## WHAT THIS TASK INVOLVES
Tally the lines below that contain the string "grass", treating uppercase and lowercase as different. Give only the number.

--- start ---

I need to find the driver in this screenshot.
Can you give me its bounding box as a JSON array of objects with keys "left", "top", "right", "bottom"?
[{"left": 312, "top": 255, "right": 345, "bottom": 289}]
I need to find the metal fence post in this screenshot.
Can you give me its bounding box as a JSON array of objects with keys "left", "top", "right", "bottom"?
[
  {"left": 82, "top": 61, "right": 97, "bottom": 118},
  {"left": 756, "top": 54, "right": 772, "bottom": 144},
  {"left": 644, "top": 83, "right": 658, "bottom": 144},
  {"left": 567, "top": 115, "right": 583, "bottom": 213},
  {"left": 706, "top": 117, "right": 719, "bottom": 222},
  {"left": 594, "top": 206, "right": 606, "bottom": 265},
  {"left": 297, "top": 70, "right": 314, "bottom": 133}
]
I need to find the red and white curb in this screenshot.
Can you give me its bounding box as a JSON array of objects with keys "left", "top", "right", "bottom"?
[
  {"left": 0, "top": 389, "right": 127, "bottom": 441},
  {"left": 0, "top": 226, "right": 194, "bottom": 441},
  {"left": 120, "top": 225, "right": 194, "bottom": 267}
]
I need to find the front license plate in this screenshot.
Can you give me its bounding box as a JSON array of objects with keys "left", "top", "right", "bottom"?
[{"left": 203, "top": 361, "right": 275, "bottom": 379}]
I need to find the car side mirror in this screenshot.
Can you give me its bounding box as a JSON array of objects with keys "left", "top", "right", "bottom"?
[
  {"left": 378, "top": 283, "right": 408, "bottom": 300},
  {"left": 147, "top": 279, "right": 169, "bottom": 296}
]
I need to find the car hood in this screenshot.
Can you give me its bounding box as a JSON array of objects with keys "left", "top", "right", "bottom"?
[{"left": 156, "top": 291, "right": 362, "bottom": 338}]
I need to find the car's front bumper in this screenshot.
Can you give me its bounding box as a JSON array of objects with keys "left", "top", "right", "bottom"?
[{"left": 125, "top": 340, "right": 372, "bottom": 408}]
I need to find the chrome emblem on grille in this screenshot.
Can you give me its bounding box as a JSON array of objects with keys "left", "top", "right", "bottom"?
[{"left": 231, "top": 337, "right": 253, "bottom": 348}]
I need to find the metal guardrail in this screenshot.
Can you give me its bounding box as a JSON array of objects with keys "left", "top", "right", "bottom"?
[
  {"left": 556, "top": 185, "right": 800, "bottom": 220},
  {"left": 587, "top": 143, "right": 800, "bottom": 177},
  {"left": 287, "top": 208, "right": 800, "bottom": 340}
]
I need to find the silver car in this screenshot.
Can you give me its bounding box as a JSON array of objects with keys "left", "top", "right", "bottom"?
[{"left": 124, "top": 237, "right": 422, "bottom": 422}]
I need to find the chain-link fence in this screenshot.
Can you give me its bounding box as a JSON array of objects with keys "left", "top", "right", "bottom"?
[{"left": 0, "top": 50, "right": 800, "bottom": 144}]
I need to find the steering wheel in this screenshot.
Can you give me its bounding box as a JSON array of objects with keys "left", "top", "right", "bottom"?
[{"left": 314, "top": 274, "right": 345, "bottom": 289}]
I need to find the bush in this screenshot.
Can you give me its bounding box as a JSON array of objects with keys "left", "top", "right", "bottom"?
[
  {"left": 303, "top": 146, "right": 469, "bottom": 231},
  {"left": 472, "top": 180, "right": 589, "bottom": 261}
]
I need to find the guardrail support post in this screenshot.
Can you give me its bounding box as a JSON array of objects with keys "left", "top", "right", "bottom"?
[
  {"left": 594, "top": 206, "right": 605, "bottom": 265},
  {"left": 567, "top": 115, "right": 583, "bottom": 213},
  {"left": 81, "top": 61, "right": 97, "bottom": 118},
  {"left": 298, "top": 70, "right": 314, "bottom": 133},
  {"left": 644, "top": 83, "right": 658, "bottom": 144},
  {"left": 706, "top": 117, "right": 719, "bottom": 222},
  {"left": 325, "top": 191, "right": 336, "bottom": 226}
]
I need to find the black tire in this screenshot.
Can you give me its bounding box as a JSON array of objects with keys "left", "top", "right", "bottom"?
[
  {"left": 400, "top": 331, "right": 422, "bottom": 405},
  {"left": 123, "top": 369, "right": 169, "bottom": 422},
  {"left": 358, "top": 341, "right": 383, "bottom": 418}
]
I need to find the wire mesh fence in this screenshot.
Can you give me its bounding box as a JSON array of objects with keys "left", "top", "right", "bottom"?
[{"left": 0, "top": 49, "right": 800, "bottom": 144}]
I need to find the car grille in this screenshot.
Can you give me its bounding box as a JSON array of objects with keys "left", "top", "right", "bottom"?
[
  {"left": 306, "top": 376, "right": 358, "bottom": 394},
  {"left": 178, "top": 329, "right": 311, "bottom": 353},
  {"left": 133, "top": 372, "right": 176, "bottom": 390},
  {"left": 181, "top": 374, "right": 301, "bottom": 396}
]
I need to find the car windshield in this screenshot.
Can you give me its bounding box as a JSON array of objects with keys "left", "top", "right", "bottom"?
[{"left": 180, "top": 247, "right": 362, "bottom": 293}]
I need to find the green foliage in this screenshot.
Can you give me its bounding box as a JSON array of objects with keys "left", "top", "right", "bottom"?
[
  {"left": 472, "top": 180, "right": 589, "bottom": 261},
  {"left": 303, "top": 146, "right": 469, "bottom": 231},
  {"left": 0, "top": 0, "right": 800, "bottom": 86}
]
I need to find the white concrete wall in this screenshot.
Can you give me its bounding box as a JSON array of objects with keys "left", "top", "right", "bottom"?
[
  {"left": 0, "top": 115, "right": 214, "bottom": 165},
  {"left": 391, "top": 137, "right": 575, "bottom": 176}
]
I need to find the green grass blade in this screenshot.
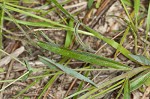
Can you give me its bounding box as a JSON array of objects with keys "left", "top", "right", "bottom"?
[
  {"left": 40, "top": 56, "right": 97, "bottom": 86},
  {"left": 122, "top": 0, "right": 132, "bottom": 6},
  {"left": 120, "top": 0, "right": 138, "bottom": 54},
  {"left": 114, "top": 27, "right": 130, "bottom": 59},
  {"left": 130, "top": 54, "right": 150, "bottom": 65},
  {"left": 77, "top": 67, "right": 149, "bottom": 99},
  {"left": 88, "top": 0, "right": 94, "bottom": 9},
  {"left": 130, "top": 72, "right": 150, "bottom": 92},
  {"left": 2, "top": 6, "right": 132, "bottom": 60},
  {"left": 51, "top": 0, "right": 75, "bottom": 20},
  {"left": 64, "top": 19, "right": 74, "bottom": 48},
  {"left": 134, "top": 0, "right": 140, "bottom": 28},
  {"left": 144, "top": 1, "right": 150, "bottom": 52},
  {"left": 0, "top": 2, "right": 5, "bottom": 59},
  {"left": 123, "top": 78, "right": 130, "bottom": 99},
  {"left": 37, "top": 42, "right": 130, "bottom": 69}
]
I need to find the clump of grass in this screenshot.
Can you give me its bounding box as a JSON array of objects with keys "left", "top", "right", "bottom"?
[{"left": 0, "top": 0, "right": 150, "bottom": 99}]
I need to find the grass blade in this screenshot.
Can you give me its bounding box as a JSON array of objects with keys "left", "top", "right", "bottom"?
[
  {"left": 130, "top": 55, "right": 150, "bottom": 65},
  {"left": 124, "top": 78, "right": 130, "bottom": 99},
  {"left": 0, "top": 2, "right": 5, "bottom": 59},
  {"left": 130, "top": 72, "right": 150, "bottom": 92},
  {"left": 88, "top": 0, "right": 94, "bottom": 9},
  {"left": 134, "top": 0, "right": 140, "bottom": 28},
  {"left": 37, "top": 42, "right": 130, "bottom": 69},
  {"left": 40, "top": 56, "right": 97, "bottom": 86}
]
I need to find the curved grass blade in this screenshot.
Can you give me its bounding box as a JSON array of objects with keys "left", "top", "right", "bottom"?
[
  {"left": 130, "top": 72, "right": 150, "bottom": 92},
  {"left": 123, "top": 78, "right": 130, "bottom": 99},
  {"left": 75, "top": 67, "right": 149, "bottom": 99},
  {"left": 130, "top": 54, "right": 150, "bottom": 65},
  {"left": 88, "top": 0, "right": 94, "bottom": 9},
  {"left": 0, "top": 2, "right": 5, "bottom": 59},
  {"left": 2, "top": 2, "right": 133, "bottom": 60},
  {"left": 37, "top": 42, "right": 130, "bottom": 70},
  {"left": 39, "top": 56, "right": 97, "bottom": 87}
]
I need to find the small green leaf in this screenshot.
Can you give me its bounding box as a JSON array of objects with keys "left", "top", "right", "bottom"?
[
  {"left": 130, "top": 72, "right": 150, "bottom": 91},
  {"left": 88, "top": 0, "right": 94, "bottom": 9},
  {"left": 39, "top": 57, "right": 57, "bottom": 70},
  {"left": 130, "top": 54, "right": 150, "bottom": 65},
  {"left": 124, "top": 78, "right": 130, "bottom": 99},
  {"left": 37, "top": 42, "right": 130, "bottom": 69},
  {"left": 39, "top": 56, "right": 97, "bottom": 86},
  {"left": 144, "top": 76, "right": 150, "bottom": 86}
]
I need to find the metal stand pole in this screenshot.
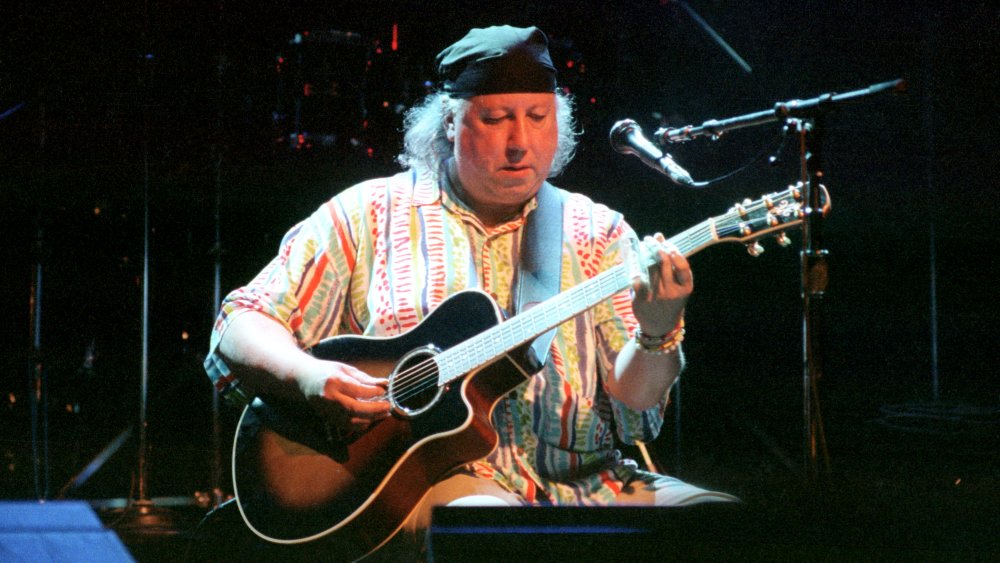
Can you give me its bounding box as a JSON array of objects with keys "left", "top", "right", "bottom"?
[
  {"left": 788, "top": 120, "right": 829, "bottom": 484},
  {"left": 28, "top": 213, "right": 49, "bottom": 500}
]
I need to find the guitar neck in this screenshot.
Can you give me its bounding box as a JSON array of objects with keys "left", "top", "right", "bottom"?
[{"left": 434, "top": 219, "right": 718, "bottom": 385}]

--- end ---

## SOLUTION TO THIS TASK
4